= RAW RECORDS =
____________________

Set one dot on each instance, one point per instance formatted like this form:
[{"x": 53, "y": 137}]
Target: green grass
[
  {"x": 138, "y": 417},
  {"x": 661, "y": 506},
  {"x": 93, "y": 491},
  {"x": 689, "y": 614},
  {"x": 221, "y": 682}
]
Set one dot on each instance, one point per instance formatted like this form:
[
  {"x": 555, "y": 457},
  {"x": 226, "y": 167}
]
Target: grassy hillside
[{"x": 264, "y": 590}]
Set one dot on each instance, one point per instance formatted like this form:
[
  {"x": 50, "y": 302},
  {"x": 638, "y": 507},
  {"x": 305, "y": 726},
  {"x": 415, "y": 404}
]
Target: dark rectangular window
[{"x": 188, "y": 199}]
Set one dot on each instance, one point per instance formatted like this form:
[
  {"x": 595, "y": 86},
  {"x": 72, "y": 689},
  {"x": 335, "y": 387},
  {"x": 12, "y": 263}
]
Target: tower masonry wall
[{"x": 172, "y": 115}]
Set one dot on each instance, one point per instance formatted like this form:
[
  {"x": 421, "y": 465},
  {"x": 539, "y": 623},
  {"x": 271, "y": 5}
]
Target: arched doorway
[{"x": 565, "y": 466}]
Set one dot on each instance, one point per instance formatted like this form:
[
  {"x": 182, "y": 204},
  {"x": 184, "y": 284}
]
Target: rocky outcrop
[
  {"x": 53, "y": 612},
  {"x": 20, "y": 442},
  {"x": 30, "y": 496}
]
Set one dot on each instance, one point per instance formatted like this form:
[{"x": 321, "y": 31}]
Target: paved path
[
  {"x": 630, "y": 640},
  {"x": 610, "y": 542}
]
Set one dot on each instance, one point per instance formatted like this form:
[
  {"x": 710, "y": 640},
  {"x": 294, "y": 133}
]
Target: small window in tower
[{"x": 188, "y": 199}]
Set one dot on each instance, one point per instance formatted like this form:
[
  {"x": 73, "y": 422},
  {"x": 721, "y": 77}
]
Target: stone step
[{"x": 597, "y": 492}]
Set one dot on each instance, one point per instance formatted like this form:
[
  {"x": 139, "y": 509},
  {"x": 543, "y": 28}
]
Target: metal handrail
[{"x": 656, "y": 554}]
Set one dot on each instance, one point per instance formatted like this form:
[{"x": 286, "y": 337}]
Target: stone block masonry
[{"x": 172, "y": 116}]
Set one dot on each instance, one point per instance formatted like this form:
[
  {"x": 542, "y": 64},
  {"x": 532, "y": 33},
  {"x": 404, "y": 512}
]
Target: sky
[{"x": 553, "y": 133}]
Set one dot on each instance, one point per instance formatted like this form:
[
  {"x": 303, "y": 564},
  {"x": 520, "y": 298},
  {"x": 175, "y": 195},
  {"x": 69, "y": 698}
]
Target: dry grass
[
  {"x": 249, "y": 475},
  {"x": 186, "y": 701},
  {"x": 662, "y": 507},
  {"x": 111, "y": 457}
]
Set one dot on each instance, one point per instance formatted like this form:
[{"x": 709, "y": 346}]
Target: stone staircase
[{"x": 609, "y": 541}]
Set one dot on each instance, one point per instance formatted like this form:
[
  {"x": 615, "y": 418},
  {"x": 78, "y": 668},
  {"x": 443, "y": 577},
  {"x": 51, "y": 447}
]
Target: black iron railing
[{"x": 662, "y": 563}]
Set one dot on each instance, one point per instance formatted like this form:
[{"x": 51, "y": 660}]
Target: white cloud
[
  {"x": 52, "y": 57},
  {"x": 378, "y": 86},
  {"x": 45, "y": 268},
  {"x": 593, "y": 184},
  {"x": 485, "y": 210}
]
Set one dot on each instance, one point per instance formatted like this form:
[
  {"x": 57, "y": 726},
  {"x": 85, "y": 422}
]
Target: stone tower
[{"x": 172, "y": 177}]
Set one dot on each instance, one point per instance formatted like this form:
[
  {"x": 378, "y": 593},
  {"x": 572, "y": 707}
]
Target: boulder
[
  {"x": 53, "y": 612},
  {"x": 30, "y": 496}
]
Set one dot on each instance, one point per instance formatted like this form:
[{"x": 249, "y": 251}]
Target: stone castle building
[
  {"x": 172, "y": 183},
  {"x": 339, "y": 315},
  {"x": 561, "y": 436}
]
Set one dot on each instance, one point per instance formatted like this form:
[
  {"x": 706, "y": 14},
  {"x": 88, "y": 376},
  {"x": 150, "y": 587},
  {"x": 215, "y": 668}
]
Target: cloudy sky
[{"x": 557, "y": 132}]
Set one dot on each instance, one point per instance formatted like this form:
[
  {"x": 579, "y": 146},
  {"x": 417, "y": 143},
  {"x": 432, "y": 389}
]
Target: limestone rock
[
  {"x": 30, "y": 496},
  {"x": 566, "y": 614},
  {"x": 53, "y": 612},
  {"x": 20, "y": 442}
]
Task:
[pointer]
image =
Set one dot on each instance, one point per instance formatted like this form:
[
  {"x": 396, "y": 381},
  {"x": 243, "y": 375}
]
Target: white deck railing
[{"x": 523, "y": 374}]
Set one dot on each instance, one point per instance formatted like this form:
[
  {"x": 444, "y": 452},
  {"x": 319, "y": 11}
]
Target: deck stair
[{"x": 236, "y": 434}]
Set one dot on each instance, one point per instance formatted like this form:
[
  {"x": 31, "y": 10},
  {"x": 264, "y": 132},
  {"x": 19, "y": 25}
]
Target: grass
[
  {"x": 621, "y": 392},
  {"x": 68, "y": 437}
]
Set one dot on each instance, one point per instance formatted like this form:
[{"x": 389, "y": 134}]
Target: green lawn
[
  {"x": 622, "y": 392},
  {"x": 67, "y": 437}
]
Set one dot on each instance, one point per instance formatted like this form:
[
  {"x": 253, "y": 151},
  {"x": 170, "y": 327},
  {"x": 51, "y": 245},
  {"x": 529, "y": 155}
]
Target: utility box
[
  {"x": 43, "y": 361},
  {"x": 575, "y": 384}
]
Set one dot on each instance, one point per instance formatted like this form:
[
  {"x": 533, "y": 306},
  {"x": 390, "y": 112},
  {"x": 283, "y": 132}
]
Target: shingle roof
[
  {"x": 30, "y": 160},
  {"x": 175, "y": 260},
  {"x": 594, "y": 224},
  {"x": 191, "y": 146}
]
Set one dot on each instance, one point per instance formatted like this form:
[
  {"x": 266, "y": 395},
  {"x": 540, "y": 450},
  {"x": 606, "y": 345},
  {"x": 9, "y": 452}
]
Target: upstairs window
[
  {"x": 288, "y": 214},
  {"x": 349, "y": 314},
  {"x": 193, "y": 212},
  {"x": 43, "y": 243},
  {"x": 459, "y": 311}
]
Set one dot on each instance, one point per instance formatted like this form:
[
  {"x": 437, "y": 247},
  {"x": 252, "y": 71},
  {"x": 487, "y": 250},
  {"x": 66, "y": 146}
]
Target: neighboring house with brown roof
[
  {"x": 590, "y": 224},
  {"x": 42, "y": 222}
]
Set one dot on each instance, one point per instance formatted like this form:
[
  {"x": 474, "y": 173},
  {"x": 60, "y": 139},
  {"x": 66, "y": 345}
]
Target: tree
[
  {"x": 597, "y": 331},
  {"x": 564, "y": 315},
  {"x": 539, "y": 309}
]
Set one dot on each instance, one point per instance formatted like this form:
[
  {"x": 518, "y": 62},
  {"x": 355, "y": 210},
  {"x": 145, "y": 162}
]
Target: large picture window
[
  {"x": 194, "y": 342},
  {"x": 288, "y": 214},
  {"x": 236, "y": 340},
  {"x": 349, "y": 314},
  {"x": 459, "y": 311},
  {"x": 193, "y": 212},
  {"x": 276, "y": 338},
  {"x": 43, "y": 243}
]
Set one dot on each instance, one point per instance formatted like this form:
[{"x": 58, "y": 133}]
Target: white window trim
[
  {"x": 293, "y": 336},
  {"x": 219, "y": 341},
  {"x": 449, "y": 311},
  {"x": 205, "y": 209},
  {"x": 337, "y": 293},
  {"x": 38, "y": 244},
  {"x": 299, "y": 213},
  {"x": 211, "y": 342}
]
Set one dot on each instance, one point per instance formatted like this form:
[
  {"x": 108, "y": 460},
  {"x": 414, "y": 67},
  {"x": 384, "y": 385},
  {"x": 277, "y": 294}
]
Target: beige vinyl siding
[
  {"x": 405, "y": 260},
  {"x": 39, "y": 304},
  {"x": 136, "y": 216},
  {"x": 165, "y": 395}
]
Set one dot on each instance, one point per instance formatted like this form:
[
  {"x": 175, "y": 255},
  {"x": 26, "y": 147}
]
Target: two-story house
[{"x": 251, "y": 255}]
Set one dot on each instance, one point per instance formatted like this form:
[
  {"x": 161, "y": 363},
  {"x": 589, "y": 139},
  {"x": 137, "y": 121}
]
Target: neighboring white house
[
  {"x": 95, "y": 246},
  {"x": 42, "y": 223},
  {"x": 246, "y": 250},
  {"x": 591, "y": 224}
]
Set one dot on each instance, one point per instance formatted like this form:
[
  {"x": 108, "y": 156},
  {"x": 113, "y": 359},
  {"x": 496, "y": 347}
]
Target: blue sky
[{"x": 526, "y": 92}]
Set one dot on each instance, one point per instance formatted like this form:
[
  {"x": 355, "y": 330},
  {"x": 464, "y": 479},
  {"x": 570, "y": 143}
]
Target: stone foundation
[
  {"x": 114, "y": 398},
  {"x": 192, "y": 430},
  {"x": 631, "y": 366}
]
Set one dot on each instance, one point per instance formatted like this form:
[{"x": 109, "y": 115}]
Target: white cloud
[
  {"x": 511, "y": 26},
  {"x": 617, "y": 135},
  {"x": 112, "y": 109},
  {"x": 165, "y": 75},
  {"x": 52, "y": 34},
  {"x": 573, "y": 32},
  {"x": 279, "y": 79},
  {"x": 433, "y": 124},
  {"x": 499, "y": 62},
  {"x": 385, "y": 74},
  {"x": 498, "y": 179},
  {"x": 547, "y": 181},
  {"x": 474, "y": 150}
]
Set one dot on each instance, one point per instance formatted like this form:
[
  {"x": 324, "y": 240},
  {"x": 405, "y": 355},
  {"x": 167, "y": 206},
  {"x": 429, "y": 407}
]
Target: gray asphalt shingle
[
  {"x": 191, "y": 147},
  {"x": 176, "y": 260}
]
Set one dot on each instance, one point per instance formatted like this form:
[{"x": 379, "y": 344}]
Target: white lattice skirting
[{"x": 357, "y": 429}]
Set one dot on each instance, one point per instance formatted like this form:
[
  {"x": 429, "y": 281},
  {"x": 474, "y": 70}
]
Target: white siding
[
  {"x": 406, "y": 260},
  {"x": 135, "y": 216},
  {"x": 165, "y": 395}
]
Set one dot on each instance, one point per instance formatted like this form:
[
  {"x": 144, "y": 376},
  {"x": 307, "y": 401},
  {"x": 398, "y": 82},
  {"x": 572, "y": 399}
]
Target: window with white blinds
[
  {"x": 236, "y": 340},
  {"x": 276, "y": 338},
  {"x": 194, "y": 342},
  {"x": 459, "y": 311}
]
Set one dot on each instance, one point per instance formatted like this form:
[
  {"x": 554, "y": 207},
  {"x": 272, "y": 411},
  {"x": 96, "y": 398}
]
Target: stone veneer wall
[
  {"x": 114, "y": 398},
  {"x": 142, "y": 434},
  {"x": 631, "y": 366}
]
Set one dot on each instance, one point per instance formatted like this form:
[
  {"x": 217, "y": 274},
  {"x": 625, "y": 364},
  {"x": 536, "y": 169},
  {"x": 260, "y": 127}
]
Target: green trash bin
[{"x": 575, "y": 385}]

____________________

= INSTRUCTION =
From the records above, pull out each line containing the word "white" and list those lines.

= SOLUTION =
Target: white cloud
Target: white deck railing
Target: white window trim
Target: neighboring white house
Target: white cloud
Target: white lattice skirting
Target: white siding
Target: window with white blinds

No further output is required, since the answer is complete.